↓

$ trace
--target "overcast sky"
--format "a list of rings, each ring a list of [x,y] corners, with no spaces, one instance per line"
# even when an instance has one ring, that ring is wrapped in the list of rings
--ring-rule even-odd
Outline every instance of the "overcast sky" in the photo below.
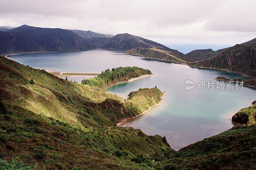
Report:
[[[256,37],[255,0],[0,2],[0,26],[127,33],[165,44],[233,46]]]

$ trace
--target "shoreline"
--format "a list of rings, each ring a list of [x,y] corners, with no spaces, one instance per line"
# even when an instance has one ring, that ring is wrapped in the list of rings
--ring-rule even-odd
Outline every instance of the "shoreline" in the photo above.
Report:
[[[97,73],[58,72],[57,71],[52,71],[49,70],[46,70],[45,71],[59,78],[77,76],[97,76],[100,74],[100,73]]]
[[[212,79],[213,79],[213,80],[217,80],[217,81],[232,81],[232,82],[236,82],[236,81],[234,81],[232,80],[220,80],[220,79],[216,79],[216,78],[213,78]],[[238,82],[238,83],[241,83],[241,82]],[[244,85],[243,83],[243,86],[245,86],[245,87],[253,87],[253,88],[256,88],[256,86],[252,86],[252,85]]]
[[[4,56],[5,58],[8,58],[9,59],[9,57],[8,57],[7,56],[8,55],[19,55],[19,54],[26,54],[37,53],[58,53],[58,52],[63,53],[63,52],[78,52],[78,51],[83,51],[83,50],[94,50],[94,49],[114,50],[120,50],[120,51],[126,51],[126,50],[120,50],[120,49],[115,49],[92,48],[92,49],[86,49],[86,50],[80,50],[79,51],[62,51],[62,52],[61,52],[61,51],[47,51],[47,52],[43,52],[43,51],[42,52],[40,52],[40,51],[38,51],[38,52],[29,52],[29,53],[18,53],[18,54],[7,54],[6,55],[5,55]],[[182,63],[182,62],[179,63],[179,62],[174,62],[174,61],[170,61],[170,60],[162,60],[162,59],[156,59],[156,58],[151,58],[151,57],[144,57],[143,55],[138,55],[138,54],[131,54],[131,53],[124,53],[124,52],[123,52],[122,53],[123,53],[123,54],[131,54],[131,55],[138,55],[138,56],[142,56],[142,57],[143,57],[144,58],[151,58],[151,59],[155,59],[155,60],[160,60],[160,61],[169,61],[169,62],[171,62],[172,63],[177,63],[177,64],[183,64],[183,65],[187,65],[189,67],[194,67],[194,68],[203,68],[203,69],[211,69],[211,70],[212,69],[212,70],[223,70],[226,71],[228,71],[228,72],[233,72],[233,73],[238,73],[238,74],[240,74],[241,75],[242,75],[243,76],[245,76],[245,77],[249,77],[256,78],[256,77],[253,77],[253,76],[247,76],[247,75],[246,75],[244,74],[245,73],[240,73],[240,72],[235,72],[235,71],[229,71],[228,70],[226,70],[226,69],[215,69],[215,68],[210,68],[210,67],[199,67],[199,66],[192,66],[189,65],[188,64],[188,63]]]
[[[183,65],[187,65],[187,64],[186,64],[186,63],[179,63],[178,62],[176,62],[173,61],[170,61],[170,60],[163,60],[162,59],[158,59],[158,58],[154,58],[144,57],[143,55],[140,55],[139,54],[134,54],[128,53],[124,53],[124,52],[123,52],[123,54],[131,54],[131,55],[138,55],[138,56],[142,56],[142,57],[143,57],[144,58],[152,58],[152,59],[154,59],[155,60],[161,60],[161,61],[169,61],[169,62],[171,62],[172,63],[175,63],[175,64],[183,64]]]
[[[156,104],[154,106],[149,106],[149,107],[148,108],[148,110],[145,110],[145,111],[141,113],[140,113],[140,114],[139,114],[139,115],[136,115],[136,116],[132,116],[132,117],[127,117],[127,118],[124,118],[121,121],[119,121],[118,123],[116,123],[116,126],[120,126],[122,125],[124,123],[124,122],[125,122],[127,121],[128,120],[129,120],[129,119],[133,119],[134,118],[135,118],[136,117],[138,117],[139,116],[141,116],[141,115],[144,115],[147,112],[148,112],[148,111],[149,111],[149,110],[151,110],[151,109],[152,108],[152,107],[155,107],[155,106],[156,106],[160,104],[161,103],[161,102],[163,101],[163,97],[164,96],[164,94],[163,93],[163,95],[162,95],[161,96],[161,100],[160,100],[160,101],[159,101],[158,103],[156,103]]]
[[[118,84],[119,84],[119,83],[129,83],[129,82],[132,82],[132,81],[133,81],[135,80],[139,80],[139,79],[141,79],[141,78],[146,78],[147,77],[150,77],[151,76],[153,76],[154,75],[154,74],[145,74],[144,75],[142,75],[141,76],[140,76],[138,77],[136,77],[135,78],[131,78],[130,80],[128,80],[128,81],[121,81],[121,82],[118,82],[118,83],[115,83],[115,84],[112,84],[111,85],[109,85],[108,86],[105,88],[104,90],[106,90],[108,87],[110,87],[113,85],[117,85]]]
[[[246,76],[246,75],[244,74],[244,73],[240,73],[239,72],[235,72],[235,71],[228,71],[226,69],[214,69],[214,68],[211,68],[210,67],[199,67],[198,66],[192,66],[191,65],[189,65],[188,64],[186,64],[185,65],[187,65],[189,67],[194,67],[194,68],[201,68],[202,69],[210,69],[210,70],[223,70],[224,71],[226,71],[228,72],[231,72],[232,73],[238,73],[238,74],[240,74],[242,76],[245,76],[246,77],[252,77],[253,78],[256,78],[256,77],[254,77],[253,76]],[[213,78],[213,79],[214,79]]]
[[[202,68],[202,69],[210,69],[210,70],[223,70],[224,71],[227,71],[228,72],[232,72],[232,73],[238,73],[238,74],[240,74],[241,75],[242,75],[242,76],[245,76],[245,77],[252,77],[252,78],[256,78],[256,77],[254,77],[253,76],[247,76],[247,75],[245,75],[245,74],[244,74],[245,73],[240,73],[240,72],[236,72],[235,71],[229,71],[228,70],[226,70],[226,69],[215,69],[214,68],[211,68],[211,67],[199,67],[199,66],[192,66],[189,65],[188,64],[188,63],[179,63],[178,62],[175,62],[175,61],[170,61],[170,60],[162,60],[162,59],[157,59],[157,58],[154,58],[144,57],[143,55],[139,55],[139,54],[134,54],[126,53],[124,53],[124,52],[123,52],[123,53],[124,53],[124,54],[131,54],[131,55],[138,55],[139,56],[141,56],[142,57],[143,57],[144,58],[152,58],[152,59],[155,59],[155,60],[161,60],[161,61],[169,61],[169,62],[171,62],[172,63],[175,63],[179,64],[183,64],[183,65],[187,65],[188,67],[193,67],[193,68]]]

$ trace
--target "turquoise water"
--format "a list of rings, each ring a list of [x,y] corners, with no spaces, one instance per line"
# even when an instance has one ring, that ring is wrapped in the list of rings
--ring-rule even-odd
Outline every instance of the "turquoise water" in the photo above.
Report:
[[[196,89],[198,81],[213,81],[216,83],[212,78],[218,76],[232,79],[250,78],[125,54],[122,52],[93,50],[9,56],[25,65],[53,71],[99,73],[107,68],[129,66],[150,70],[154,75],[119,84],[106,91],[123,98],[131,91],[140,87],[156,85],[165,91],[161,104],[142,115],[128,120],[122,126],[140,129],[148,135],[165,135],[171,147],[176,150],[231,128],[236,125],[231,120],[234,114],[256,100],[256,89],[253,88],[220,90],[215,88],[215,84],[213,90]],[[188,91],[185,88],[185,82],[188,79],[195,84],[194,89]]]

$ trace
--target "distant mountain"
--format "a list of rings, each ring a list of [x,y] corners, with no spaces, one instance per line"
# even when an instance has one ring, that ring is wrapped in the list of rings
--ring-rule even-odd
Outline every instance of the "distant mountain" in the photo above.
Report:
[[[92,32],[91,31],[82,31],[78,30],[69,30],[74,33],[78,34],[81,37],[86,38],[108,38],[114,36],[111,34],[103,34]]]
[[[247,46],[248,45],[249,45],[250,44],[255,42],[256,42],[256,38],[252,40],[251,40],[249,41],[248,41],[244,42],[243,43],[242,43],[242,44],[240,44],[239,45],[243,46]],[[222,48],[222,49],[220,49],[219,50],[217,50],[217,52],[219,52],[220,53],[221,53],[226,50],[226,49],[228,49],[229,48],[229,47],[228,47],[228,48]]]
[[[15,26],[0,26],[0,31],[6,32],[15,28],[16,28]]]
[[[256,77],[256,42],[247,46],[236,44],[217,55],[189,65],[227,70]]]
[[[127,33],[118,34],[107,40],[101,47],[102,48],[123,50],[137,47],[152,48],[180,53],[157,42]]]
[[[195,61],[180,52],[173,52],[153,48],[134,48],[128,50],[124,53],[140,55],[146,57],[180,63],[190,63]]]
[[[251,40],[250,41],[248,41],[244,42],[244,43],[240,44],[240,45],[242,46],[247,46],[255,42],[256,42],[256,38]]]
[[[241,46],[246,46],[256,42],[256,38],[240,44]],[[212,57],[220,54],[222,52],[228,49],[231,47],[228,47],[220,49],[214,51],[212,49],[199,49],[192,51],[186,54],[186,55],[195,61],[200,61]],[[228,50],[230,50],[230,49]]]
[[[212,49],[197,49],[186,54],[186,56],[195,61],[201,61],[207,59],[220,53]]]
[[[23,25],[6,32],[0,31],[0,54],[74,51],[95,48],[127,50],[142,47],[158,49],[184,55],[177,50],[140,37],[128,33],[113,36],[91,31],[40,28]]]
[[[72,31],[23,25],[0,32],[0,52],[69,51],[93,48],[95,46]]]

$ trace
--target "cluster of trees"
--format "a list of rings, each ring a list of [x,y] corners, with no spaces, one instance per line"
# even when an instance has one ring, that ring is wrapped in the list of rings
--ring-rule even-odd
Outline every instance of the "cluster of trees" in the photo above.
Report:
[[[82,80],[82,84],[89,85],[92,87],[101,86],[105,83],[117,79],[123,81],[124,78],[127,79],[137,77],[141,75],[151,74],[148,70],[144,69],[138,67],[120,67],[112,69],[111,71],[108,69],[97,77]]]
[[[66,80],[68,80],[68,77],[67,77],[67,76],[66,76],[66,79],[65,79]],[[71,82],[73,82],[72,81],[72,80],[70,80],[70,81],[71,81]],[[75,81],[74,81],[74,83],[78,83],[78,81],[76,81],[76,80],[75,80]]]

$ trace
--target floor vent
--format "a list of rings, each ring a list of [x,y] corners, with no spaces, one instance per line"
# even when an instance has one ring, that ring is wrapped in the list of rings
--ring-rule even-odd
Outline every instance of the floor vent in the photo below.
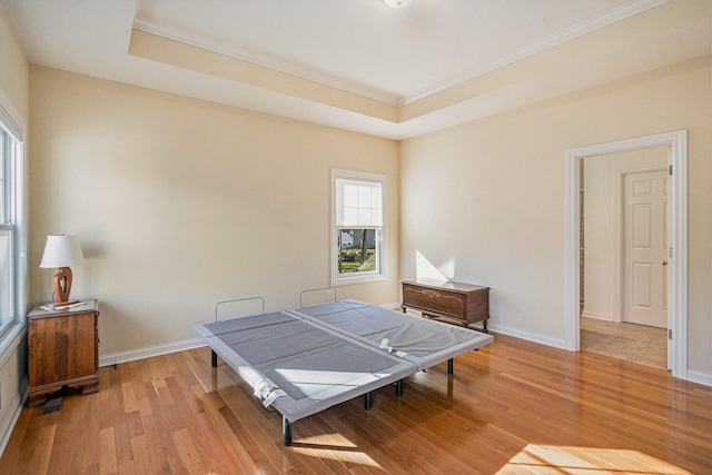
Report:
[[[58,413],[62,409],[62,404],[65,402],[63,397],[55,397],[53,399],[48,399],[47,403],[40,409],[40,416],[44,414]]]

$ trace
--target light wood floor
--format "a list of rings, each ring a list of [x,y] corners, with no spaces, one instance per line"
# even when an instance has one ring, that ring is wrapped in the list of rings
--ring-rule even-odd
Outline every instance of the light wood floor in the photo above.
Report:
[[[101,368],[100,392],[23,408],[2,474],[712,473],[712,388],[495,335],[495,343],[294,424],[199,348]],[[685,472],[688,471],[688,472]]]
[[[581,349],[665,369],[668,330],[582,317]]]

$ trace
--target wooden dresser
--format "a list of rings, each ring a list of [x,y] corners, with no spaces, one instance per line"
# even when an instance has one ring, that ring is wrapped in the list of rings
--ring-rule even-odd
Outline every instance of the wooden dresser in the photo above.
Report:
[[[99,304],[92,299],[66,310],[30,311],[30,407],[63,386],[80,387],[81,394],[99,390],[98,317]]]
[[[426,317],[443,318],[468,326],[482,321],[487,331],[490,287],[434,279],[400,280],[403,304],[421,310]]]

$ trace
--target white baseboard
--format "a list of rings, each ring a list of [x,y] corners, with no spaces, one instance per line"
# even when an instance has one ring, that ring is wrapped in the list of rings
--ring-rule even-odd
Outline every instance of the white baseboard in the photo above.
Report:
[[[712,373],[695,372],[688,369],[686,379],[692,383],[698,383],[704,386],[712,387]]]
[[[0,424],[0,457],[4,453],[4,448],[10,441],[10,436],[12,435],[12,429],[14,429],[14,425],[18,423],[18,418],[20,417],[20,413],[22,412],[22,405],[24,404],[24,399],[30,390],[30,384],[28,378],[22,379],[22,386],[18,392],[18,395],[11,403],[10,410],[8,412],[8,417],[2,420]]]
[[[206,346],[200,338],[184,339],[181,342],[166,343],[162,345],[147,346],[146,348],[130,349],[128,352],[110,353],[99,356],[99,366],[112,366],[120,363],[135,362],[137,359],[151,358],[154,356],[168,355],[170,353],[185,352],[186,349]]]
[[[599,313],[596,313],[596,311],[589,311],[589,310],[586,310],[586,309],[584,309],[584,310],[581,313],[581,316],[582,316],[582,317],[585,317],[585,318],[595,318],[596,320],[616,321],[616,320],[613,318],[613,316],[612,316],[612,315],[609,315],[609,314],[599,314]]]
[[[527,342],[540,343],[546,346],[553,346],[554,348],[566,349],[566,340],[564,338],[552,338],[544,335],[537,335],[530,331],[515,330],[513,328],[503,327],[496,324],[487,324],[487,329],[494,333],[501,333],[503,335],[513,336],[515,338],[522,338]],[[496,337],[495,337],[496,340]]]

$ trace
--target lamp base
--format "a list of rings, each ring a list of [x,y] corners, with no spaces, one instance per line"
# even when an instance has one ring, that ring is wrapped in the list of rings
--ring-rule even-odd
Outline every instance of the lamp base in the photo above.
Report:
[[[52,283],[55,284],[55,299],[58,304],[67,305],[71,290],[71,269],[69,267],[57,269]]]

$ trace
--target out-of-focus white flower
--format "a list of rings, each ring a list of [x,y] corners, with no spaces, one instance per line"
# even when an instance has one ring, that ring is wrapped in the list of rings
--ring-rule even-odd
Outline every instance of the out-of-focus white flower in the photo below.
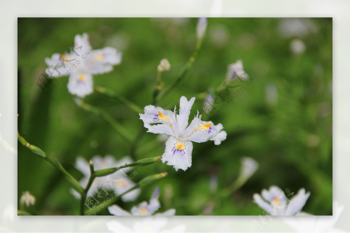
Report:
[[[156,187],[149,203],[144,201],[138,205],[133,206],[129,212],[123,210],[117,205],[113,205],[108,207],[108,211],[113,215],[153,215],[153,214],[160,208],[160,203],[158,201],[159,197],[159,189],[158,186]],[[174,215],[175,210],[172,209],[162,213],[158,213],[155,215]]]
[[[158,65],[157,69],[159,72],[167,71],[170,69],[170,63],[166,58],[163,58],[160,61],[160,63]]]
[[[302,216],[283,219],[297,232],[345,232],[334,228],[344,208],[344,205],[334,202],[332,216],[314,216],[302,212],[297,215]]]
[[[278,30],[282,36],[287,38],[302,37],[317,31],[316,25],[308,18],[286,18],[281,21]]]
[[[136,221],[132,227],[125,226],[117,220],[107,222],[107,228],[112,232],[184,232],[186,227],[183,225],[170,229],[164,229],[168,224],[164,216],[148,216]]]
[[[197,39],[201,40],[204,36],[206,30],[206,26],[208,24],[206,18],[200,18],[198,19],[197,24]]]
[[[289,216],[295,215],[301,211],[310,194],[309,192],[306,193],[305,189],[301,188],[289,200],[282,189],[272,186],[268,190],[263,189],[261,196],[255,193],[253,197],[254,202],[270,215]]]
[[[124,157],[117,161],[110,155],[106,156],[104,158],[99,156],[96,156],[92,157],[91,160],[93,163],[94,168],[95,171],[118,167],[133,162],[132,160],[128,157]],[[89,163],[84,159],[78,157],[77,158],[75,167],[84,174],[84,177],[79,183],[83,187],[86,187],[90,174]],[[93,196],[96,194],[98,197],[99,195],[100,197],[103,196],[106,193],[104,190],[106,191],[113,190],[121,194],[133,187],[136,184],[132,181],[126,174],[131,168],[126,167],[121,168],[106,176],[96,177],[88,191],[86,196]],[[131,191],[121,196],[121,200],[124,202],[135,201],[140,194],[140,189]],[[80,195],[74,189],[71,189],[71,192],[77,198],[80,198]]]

↑

Task objective -> Repeat the lines word for word, starting with the first line and going on through the line with "[[[256,37],[255,0],[0,2],[0,26],[127,33],[165,44],[233,46]]]". Leave the picture out of your answer.

Task solution ->
$ trace
--target "overcast sky"
--format "a list of rings, each ring a list of [x,y] corners, with no spaces, one instance per line"
# even when an instance has one ring, that ring is wrapped in the list of rings
--ring-rule even-odd
Outline every instance of the "overcast sky" in the photo below.
Report:
[[[256,37],[255,0],[0,2],[0,26],[127,33],[165,44],[233,46]]]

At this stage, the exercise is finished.